DATASET EXTRACT |
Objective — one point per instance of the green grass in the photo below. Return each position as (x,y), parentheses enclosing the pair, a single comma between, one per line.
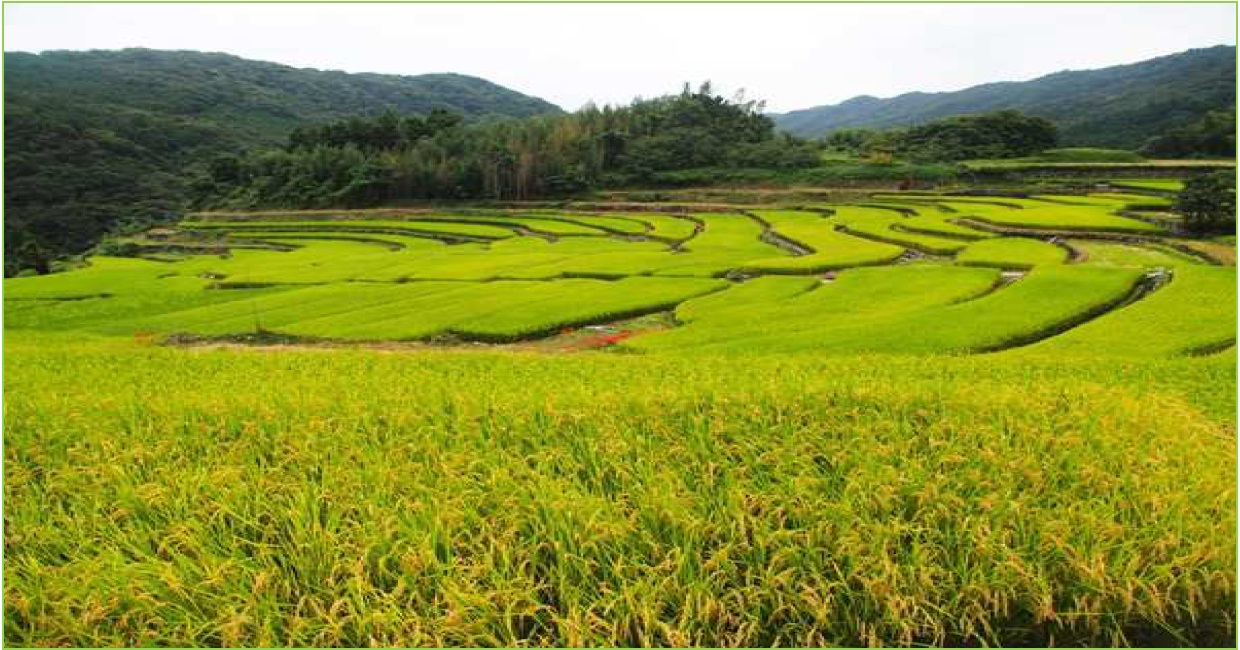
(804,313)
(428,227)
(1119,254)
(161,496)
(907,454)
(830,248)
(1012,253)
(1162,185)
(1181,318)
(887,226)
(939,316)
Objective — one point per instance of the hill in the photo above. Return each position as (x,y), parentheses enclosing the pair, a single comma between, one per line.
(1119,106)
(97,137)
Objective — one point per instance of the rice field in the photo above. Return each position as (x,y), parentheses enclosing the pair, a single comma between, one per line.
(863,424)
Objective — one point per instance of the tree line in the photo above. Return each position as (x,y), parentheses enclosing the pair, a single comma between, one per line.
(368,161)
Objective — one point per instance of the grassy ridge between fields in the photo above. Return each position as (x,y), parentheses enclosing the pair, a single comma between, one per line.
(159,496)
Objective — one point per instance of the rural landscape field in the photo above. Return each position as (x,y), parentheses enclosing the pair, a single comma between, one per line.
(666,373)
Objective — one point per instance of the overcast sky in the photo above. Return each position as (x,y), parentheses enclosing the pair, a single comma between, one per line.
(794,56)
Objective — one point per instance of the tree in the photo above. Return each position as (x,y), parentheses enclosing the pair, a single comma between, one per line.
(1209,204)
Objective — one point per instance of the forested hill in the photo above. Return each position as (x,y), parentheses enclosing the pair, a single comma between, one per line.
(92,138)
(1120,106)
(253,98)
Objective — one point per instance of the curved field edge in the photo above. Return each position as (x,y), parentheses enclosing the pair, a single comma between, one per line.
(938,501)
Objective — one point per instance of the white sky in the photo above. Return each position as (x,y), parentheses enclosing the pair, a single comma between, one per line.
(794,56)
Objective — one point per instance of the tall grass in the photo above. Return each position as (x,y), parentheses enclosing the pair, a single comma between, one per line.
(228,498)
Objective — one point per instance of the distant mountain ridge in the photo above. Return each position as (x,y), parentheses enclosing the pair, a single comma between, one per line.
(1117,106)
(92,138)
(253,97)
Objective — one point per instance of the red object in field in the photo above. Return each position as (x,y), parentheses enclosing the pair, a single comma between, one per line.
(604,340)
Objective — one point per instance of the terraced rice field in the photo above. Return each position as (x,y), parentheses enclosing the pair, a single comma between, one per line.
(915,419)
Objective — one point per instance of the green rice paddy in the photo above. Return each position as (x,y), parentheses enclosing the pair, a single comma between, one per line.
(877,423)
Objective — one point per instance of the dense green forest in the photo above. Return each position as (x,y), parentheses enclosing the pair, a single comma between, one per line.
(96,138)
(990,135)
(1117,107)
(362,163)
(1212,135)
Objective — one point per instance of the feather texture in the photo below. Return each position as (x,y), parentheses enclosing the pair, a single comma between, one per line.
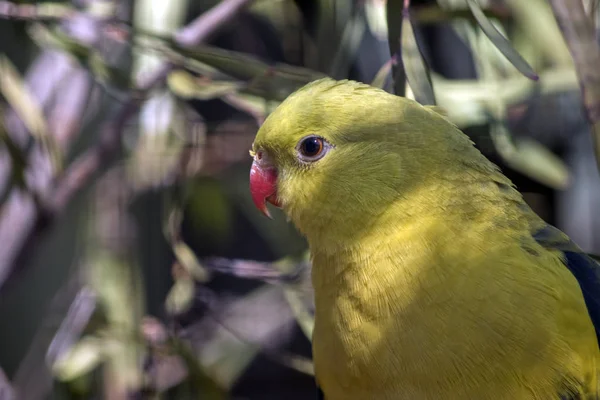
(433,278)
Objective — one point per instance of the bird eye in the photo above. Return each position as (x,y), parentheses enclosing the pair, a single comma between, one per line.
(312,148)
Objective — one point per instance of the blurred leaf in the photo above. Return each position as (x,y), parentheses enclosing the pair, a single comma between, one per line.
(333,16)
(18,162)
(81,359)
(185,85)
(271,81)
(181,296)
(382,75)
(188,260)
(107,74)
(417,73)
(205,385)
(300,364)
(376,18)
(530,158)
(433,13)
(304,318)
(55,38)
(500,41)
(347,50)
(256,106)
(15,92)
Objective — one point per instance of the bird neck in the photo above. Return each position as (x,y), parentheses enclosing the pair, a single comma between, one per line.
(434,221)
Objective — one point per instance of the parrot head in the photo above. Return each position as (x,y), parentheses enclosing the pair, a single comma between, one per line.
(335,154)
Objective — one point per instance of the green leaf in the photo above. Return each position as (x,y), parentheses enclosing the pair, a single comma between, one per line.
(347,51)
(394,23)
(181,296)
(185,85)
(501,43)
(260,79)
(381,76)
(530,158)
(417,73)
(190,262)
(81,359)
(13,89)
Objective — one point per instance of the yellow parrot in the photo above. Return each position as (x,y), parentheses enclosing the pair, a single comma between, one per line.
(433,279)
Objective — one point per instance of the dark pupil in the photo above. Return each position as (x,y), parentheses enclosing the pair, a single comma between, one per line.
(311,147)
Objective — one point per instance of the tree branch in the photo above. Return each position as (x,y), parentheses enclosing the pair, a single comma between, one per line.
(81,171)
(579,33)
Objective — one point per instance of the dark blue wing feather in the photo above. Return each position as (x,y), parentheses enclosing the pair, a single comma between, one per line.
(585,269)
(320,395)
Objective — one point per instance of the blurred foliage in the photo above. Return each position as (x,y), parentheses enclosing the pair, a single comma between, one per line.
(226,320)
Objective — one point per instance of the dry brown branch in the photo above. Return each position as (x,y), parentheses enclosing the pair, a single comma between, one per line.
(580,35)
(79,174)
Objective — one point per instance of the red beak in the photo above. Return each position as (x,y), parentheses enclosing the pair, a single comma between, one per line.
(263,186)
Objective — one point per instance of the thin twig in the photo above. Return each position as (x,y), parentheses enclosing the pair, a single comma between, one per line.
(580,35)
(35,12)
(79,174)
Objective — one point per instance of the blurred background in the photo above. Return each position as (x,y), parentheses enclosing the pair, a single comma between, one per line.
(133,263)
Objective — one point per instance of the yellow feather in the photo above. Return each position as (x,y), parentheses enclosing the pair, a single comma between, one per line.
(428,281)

WORK TO BE COMPLETED | Every word of the material above should be copied exactly; no pictures.

TASK RESULT |
Objective — one point per instance of the green grass in the photo below. Return each position as (x,y), parentheses enclosing the pair, a single comma between, one per line.
(804,313)
(428,227)
(1119,254)
(161,496)
(907,454)
(830,248)
(1012,253)
(1162,185)
(1181,318)
(887,226)
(939,316)
Objective — one point per instance of the hill in the photo above. Return each position as (x,y), parentheses enclosing the pair, a single comma between, one per line.
(1119,106)
(97,137)
Objective — one point per instance of the rice field in the photo above. Return each position as (x,y), parentheses enclosing the pair, a single comma between, one per line.
(863,424)
Objective — one point per instance of the tree line in the photo above. Return each position as (x,y), parentheses enclosing the pair, a single comma between, one per line.
(368,161)
Objective — one point per instance of the grassy ridge between fields in the photo above. Return each position as (x,y), parentheses enclosing the pair, a single comma between, one per line.
(159,496)
Objective — one point per instance of the rural landscape field in the photo above. Return each position as (x,y), parentheses enclosing the pair, a single comma between, one per line.
(666,373)
Objective — one point per instance of the overcast sky in the photo above. Return each position as (x,y), parentheses enclosing the pair, a single comma between, one per line.
(794,56)
Objective — one point per instance of the tree in the photo above. Return each position as (x,y), parentheses enclosing the pair, a single comma between, one per line.
(1209,204)
Objective — one point per instance of the forested hill in the photo above. Return each position as (x,y), parentheses enclosing the pair, a single comma between, one per line.
(92,138)
(1120,106)
(253,98)
Objective — one point per instance of the curved field edge in the photo above. Return each position as (x,y), parentheses enclosing the pair, a single comma between, one per line.
(938,501)
Objective — one point per instance of the white sky in the photo above. Return each position as (x,y), parentheses enclosing the pair, a single comma between, one per line.
(794,56)
Objective — one point per instance of the tall grass in the photo above. Return each position as (x,y), parentheses enclosing the pair, a single comma between, one per line.
(228,498)
Objective — one point per instance of the distant mountain ridge in the photo above. Return each position as (x,y), parentheses enclosing the pair, a single comma between, one per line.
(1117,106)
(92,138)
(253,97)
Objective — one point per instance of the red object in field in the photo above. Return each position as (x,y), parentheses enclosing the pair, a single comma between, one per line.
(604,340)
Objective — one point per instance of the terraced rice field in the photo above. Return each position as (x,y), parentheses enclosing the pair, a single comma between, one per line.
(915,419)
Objective — one point per instance of the green rice paddy in the photo above. Return each position as (x,y), parentheses enclosing the pair, a single comma between, one per line.
(877,423)
Objective — one point per instance of the dense green forest in the photo above. Return each position as (x,y), parentheses enclosing the pair, a single comma between, one per line.
(96,138)
(990,135)
(1117,107)
(362,163)
(1212,135)
Objective — one point per instance of the feather texture in the photo below. Return each position as (x,y), parentheses enclosing the pair, a single comma between, one per line.
(433,278)
Objective — one point per instance of the bird eye in the photo above. Return each position as (x,y), parentheses enclosing the pair, a single comma between, one per line.
(312,148)
Objective — one point per instance of the blurred leaf in the photo above. Return each position as (x,y), parentheses enclosing the pair, a single comma between, one per line.
(333,16)
(18,162)
(81,359)
(185,85)
(271,81)
(181,296)
(382,75)
(188,260)
(107,74)
(417,73)
(205,385)
(300,364)
(376,18)
(530,158)
(433,13)
(304,318)
(55,38)
(500,41)
(347,50)
(256,106)
(15,92)
Objective — one point per instance of the bird neck in the photo above. Return each position as (x,y), parentheses enclosing the pair, a single comma between, one per line.
(434,221)
Objective — one point per instance of the parrot head in the photo above. Return each position as (x,y), parentheses enclosing the pair, a single comma between, one per line.
(335,154)
Objective — one point per instance of the green leaf in the photo above. Return each position as (x,y), parentheses enclosing the pair, a single comma between, one per line.
(347,51)
(394,23)
(181,296)
(185,85)
(501,43)
(260,79)
(381,76)
(530,158)
(417,73)
(190,262)
(81,359)
(13,89)
Objective — one point per instance of the yellow parrot in the photo above. Return each position as (x,y), parentheses enclosing the pair, a single comma between, one per line.
(433,279)
Objective — one point per instance of the dark pupil in the photo above. Return each position as (x,y), parentheses enclosing the pair, a single comma between, one per line.
(311,147)
Objective — one point per instance of the tree branch in the photo above. Return each position as (x,y), parentheses enclosing the pair, a single comma between, one per line.
(81,171)
(579,33)
Objective — one point per instance of the dark blue wing feather in the photo above. Return each position as (x,y), parentheses enclosing the pair, a single comma between, one per line.
(585,269)
(320,395)
Objective — one point per instance of the blurred foliage in the photo above. Return each position as (x,y), parentheses enclosing the pair, a single comma between, one per line.
(226,320)
Objective — one point per instance of the dry brown branch in the photo above. Return each position as (x,y), parentheses enclosing the pair, a single comma between, one per line.
(580,35)
(79,174)
Objective — one point per instance of the red beak in the photo above. Return each position as (x,y), parentheses enclosing the pair, a single comma between, one per line.
(263,186)
Objective — one point per instance of the thin twig in the photo above. Return each position as (x,y), parentheses enclosing the pair, a single comma between, one per line.
(580,35)
(35,12)
(79,174)
Objective — one point per instance of the blurred background in the photo above. Return each position as (x,y), parentheses enclosing the pair, a single comma between, one per line.
(133,263)
Objective — one point per instance of the yellow feather in the photo above. Return each position as (x,y), parentheses enclosing the pair, a single comma between, one per line.
(428,281)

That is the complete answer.